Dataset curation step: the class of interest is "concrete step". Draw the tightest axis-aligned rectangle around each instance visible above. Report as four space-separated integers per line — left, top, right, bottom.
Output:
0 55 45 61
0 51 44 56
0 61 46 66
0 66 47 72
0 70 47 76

----------

◆ Goal
Reproduce the records with "concrete step" switched to "stone stair" throughout, leaving everything else unchanged.

◆ Answer to this problem
Dataset curation step: the class of interest is "stone stair". Draw the tightest axis-aligned rectangle around each instance visible above. Report as four space-separated integers per line — left, top, right, bottom.
Output:
0 55 45 61
0 51 44 56
0 61 46 66
0 66 47 72
0 70 47 76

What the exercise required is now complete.